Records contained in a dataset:
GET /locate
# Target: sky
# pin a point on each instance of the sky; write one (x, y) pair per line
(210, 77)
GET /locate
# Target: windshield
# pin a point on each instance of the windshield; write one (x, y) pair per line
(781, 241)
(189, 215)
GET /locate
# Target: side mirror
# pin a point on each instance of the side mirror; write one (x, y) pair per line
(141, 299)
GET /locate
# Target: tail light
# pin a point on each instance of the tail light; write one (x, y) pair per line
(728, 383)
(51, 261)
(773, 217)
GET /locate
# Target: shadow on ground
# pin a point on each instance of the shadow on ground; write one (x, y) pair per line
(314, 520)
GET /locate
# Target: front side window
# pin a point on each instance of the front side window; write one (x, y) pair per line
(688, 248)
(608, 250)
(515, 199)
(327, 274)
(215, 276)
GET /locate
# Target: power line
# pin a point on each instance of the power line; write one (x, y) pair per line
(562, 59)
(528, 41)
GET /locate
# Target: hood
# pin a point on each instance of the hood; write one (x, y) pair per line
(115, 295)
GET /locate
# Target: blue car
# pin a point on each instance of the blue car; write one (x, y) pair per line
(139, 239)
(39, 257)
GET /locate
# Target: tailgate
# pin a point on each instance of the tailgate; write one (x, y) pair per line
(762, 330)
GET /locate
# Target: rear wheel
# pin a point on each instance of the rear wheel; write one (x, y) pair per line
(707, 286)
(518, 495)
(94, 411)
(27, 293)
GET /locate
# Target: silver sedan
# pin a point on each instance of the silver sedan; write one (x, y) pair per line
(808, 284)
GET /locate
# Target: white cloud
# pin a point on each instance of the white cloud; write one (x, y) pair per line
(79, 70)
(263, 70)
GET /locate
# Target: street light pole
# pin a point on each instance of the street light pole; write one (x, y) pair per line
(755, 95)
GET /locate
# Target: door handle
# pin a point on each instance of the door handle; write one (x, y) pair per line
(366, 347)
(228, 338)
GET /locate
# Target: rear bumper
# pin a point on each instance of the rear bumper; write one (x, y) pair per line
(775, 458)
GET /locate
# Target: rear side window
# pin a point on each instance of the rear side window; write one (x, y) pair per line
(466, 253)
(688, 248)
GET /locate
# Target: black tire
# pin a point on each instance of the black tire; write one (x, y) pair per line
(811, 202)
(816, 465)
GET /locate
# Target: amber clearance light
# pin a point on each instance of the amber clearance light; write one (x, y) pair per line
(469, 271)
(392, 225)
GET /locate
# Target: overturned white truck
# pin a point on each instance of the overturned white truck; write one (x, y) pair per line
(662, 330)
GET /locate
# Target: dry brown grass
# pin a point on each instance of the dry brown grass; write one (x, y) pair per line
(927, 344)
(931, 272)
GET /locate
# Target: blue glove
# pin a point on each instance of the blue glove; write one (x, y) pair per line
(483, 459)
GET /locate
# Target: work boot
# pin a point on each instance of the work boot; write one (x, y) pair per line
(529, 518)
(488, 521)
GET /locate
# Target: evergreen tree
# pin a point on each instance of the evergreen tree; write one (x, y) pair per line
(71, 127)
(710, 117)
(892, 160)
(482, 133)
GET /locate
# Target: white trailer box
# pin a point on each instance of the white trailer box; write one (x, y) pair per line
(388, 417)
* * *
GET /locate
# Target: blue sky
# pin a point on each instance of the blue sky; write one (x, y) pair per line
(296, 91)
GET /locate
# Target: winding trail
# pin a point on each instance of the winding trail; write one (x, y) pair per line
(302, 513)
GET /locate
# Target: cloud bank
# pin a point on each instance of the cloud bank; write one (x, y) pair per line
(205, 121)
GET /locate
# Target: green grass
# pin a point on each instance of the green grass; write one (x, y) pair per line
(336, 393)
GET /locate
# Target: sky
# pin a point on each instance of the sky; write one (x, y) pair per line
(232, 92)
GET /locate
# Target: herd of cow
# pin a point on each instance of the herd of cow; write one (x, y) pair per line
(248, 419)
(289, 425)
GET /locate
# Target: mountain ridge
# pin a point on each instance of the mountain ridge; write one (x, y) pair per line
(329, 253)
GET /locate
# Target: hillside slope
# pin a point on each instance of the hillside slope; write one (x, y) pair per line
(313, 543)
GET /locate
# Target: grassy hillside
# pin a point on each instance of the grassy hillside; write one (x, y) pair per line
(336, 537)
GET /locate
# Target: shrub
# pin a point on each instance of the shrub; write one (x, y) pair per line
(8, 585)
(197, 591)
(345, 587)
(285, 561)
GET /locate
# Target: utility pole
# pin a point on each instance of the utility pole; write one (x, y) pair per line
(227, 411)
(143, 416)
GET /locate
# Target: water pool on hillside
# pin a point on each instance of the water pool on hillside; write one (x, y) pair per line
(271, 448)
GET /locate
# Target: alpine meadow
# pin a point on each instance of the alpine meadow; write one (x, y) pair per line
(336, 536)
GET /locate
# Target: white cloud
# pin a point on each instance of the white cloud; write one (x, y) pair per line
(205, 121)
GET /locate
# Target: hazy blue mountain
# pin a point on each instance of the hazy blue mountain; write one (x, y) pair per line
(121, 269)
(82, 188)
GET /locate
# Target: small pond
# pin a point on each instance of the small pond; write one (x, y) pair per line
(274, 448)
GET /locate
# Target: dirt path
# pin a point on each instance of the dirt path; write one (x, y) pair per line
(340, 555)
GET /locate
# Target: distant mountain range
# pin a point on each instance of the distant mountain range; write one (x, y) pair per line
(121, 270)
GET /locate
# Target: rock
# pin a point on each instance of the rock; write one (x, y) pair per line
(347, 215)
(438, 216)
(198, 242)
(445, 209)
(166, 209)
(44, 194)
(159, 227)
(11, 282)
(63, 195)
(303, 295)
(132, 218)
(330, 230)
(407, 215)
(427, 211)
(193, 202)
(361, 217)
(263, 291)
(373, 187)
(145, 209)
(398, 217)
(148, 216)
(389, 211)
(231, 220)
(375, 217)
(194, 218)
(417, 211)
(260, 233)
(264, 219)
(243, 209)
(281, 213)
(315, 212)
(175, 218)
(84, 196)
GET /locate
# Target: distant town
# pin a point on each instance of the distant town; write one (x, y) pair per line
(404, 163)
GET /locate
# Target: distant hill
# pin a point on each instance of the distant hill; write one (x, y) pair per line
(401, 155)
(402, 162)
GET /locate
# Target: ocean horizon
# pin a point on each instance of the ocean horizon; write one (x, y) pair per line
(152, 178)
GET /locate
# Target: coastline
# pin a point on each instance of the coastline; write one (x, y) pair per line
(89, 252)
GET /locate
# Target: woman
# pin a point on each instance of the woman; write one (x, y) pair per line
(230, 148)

• What to produce:
Exactly the lines above from the one with "# pin a point on each instance of the front" to the one with "# Target: rear wheel", both included, are to be quoted; leave the rest out.

• Response to this exercise:
# pin a point on each instance of the front side window; write one (x, y) pair per line
(688, 248)
(608, 250)
(515, 199)
(327, 274)
(215, 276)
GET /locate
# Target: power line
# pin a point on each instance of the power line; write one (x, y) pair per line
(562, 59)
(528, 41)
GET /locate
# Target: hood
# pin a point on each instance of the hood; write one (x, y) pair per line
(115, 295)
GET /locate
# Target: blue car
# pin a point on each instance of the blue car; write one (x, y) pair per line
(139, 239)
(39, 257)
GET /locate
# Target: tailgate
# pin a point on each instance of the tailgate; write one (x, y) pair per line
(762, 330)
GET /locate
# Target: rear wheel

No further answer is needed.